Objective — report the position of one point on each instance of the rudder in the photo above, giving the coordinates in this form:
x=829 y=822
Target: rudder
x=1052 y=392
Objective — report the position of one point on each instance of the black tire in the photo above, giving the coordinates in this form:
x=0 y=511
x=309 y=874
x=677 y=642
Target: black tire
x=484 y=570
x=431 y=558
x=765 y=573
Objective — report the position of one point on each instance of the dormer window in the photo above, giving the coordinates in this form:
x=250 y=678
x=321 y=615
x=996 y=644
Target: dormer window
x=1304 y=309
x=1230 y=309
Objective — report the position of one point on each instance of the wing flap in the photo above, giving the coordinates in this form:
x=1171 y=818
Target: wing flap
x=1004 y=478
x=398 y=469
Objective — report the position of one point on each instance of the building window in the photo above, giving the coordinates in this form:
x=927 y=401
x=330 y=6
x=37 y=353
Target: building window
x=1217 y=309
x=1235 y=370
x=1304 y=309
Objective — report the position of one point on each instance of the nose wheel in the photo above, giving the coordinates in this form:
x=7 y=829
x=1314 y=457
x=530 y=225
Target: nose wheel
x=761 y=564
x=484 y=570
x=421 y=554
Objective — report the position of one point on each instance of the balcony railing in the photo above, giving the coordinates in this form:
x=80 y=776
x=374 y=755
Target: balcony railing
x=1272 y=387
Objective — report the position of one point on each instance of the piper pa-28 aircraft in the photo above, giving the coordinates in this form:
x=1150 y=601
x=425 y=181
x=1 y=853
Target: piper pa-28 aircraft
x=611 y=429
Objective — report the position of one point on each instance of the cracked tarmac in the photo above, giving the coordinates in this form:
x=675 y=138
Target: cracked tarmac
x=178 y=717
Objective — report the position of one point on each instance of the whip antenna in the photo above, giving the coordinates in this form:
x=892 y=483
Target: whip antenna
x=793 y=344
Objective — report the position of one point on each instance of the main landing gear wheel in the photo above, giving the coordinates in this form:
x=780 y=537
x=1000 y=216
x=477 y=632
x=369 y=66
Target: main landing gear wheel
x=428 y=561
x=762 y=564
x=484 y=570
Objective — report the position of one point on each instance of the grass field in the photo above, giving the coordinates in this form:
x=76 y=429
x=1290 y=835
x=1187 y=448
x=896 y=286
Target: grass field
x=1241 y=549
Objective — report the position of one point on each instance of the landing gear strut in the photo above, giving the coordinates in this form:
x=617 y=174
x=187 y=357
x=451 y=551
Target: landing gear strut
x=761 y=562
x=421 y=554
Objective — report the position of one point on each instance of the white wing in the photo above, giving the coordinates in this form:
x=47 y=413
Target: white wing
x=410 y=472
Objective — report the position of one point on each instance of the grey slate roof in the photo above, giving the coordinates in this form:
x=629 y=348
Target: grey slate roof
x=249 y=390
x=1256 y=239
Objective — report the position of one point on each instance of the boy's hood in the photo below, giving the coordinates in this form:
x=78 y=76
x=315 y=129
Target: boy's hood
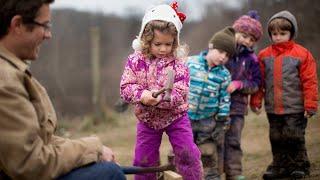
x=288 y=16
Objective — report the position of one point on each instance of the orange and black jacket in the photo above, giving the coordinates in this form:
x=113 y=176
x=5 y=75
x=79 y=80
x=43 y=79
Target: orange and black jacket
x=289 y=79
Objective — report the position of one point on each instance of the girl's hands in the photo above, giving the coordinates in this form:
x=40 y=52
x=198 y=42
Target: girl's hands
x=234 y=85
x=148 y=99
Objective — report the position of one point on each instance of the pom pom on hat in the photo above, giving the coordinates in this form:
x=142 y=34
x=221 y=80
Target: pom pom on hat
x=224 y=40
x=136 y=44
x=249 y=24
x=162 y=12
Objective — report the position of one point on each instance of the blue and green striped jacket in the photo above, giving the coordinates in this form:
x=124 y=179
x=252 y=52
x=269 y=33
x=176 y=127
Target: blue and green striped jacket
x=208 y=94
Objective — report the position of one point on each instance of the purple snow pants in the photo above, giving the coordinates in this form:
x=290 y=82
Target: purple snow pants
x=187 y=154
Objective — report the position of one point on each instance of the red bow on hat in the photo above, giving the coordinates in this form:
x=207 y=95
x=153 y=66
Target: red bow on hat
x=182 y=16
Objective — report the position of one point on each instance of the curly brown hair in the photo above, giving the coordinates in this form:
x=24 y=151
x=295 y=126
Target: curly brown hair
x=27 y=9
x=148 y=35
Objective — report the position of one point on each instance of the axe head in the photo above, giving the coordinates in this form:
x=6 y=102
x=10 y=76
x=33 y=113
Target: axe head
x=169 y=85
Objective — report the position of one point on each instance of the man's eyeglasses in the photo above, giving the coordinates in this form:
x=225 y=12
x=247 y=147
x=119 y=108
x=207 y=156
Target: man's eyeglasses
x=46 y=26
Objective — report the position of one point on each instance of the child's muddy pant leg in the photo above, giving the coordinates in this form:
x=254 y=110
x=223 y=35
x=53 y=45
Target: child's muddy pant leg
x=203 y=130
x=147 y=149
x=233 y=152
x=187 y=154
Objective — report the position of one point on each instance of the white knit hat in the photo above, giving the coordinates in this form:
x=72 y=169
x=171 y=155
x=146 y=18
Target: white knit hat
x=162 y=12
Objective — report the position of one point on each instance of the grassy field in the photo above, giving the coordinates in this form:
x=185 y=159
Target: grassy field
x=118 y=132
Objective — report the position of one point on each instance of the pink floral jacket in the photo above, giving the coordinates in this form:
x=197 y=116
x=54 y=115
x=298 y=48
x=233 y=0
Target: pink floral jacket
x=141 y=74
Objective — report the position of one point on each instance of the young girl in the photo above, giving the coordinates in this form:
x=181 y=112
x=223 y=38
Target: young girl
x=145 y=73
x=246 y=78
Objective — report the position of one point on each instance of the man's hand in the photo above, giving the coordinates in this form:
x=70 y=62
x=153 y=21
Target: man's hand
x=148 y=99
x=106 y=154
x=256 y=110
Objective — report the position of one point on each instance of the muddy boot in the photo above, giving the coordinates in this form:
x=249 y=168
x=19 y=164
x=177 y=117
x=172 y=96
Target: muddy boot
x=275 y=173
x=297 y=174
x=238 y=177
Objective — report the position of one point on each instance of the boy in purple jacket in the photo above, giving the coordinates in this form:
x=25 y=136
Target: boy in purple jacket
x=246 y=78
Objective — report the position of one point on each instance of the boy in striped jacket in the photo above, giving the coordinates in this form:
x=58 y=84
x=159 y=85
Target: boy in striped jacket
x=209 y=101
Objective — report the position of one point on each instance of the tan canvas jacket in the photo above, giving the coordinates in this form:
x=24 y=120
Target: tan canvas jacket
x=28 y=147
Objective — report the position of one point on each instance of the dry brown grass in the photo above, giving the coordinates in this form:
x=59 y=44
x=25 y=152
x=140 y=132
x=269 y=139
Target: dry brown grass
x=120 y=136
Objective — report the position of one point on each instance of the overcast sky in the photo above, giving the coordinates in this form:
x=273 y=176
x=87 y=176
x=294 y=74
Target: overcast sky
x=195 y=8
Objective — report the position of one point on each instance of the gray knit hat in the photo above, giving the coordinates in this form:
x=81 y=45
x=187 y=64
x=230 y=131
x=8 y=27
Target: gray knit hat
x=224 y=40
x=288 y=16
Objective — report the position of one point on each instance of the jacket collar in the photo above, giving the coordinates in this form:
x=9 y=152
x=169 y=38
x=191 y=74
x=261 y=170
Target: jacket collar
------------
**Exercise goal:**
Copy out every one of the entries above word for word, and leave the pictures out of your answer.

**Output below:**
Objective — report the position of one point on each instance of the rudder in the photo above, giving the coordinates in this form:
x=829 y=822
Target: rudder
x=1052 y=392
Objective — report the position of one point on each instance of the black tire in the photo above, giving the coordinates in this form:
x=0 y=511
x=309 y=874
x=677 y=642
Target: black tire
x=484 y=570
x=431 y=558
x=765 y=573
Objective — report the position of one point on each instance of the dormer window in the photo above, giving the coordinates in this form:
x=250 y=678
x=321 y=615
x=996 y=644
Target: dormer window
x=1304 y=309
x=1230 y=309
Objective — report the position of one point on each instance of the wing flap in the photo above, giving the coordinates in this form:
x=1171 y=818
Target: wing flap
x=1004 y=478
x=398 y=469
Objective — report the position of one point on each instance of the building window in the photo above, giving the coordinates in this form:
x=927 y=401
x=330 y=6
x=37 y=353
Target: building window
x=1217 y=309
x=1235 y=370
x=1304 y=309
Objective — report the position of one point on each instance of the nose wheel in the photo above, giving the coordinates in this form:
x=7 y=829
x=1314 y=457
x=530 y=225
Target: nose wheel
x=761 y=564
x=484 y=570
x=421 y=554
Objective — report the position of one point on each instance of the balcony railing in the photo above, giving the coordinates in this form:
x=80 y=776
x=374 y=755
Target: balcony railing
x=1272 y=387
Objective — report the position of one point on each instance of the piper pa-28 aircraft in the photo above, giving the coordinates in this form:
x=1150 y=601
x=425 y=181
x=1 y=853
Target: piper pa-28 aircraft
x=611 y=429
Objective — report the position of one point on each instance of the cracked tarmac in the photo above, giving the coordinates in this form:
x=675 y=138
Target: cracked tarmac
x=178 y=717
Objective — report the position of one point on each instance of the whip antenna in the photo above, giving the coordinates in this form:
x=892 y=483
Target: whip antenna
x=793 y=344
Objective — report the position of one point on each instance of the main landing gear wheel in the photo above, giving the coordinates in this form:
x=780 y=537
x=1000 y=216
x=477 y=632
x=369 y=66
Target: main landing gear wheel
x=428 y=561
x=762 y=564
x=484 y=570
Objective — report the position of one point on each instance of the grass field in the photo above, giving the coordinates in this form:
x=76 y=429
x=1290 y=835
x=1187 y=448
x=896 y=286
Target: grass field
x=1241 y=549
Objective — report the position of one point on each instance of the landing gear strut in the photo above, giving the coordinates in this form:
x=617 y=174
x=187 y=357
x=451 y=551
Target: landing gear strut
x=761 y=562
x=421 y=554
Objective — report the position of one point on each instance of the white wing in the photo above, giving the coordinates in this form:
x=47 y=413
Target: white wing
x=410 y=472
Objective — report the position of one point on each instance of the grey slate roof in the photo above, giving the coordinates in this form:
x=629 y=348
Target: grey slate roof
x=249 y=390
x=1256 y=239
Objective — report the position of one point on each instance of the boy's hood in the photo below, giving the coordinates in this form:
x=78 y=76
x=315 y=129
Target: boy's hood
x=288 y=16
Objective — report the position of one point on each instance of the orange and black jacket in the photo above, giving the coordinates in this form:
x=113 y=176
x=5 y=75
x=79 y=80
x=43 y=79
Target: orange and black jacket
x=289 y=79
Objective — report the position of one point on each instance of the girl's hands in the photo above, giving the coordinates in this form:
x=40 y=52
x=198 y=42
Target: girl's hands
x=234 y=85
x=148 y=99
Objective — report the position of one point on each instance of the pom pom on hat in the photo above, giving the coordinates in this form:
x=142 y=34
x=221 y=80
Target: pom pom on hat
x=224 y=40
x=136 y=44
x=249 y=24
x=162 y=12
Objective — report the position of one point on each instance of the blue and green striped jacket in the photo above, giving the coordinates in this form:
x=124 y=179
x=252 y=52
x=269 y=33
x=176 y=127
Target: blue and green striped jacket
x=208 y=94
Objective — report the position of one point on each instance of the purple snow pants in the photo above, giving the coordinates in this form:
x=290 y=82
Target: purple snow pants
x=187 y=154
Objective — report the position of one point on each instance of the red bow on hat in the photo above, giving the coordinates in this form:
x=207 y=95
x=153 y=66
Target: red bow on hat
x=182 y=16
Objective — report the position of one point on each instance of the curly brown hair in the photo above, giving the coordinates in this form:
x=24 y=151
x=295 y=126
Target: curly brown hair
x=27 y=9
x=148 y=35
Objective — report the position of one point on each instance of the axe head in the photo above, giving the coordinates in this form:
x=6 y=102
x=10 y=76
x=33 y=113
Target: axe head
x=169 y=85
Objective — report the position of one point on each instance of the man's eyeglasses in the photo above, giving the coordinates in this form:
x=225 y=12
x=247 y=147
x=119 y=108
x=207 y=156
Target: man's eyeglasses
x=46 y=26
Objective — report the position of one point on each instance of the child's muddy pant leg in the photo above, giving the coordinates in this form:
x=254 y=110
x=223 y=35
x=53 y=45
Target: child's muddy pant leg
x=203 y=130
x=147 y=149
x=233 y=152
x=187 y=154
Objective — report the position of one point on each instance of the white knit hat in the photo above, giving the coordinates in this form:
x=72 y=169
x=171 y=155
x=146 y=18
Target: white knit hat
x=162 y=12
Objective — report the position of one point on each instance of the grassy field in the photo above, giving the coordinates in this form:
x=185 y=159
Target: grassy field
x=118 y=132
Objective — report the position of one point on each instance of the pink floral jacket in the photo above, giving the coordinates in this form:
x=197 y=116
x=54 y=115
x=298 y=48
x=233 y=0
Target: pink floral jacket
x=141 y=74
Objective — report the position of one point on each instance of the young girl in the photo above, giving the coordinates in this form:
x=181 y=112
x=223 y=38
Target: young girl
x=145 y=73
x=246 y=78
Objective — report the position of one point on each instance of the man's hand in the photo above, giving the coordinates in this form:
x=70 y=62
x=153 y=21
Target: man's hand
x=148 y=99
x=106 y=154
x=256 y=110
Objective — report the position of one point on each instance of the muddy boot in the photo above, giving the coordinates in this form:
x=249 y=168
x=19 y=164
x=177 y=117
x=172 y=96
Target: muddy boot
x=275 y=173
x=297 y=174
x=238 y=177
Objective — report the position of one point on each instance of the boy in purple jacket in the photo above, giving the coordinates in this form:
x=25 y=136
Target: boy in purple jacket
x=246 y=78
Objective — report the position of one point on each instance of the boy in striped jacket in the photo above, giving the coordinates in this form:
x=58 y=84
x=159 y=85
Target: boy in striped jacket
x=209 y=101
Objective — report the position of one point on each instance of the tan canvas jacket in the photo above, giving the coordinates in this form:
x=24 y=120
Target: tan canvas jacket
x=28 y=147
Objective — report the position of one point on each instance of the dry brown grass in the photo above, giving the coordinates in this form:
x=59 y=44
x=25 y=152
x=140 y=132
x=269 y=139
Target: dry brown grass
x=120 y=136
Objective — report the position of one point on each instance of the overcast sky in the photo above, giving the coordinates in this form:
x=273 y=176
x=87 y=176
x=294 y=74
Target: overcast sky
x=195 y=8
Objective — report the position of one point on each instance of the gray knit hat in the photo above, giving the coordinates in this form:
x=81 y=45
x=187 y=64
x=230 y=131
x=8 y=27
Target: gray knit hat
x=224 y=40
x=288 y=16
Objective — report the position of one point on each instance of the jacket collar in the photo above, giving the coordinates in this form:
x=9 y=152
x=169 y=38
x=191 y=74
x=261 y=170
Target: jacket collar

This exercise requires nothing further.